§ Task instructions
Write out the records below once more, exactly as they stand.

######

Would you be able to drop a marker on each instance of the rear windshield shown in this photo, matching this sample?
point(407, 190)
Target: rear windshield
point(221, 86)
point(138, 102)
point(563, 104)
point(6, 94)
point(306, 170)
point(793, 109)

######

§ Reply
Would you be able to drop a marker on each instance of the rear windshield shown in this photo, matching this sample?
point(407, 190)
Target: rear windshield
point(221, 86)
point(138, 102)
point(563, 104)
point(6, 94)
point(306, 170)
point(793, 109)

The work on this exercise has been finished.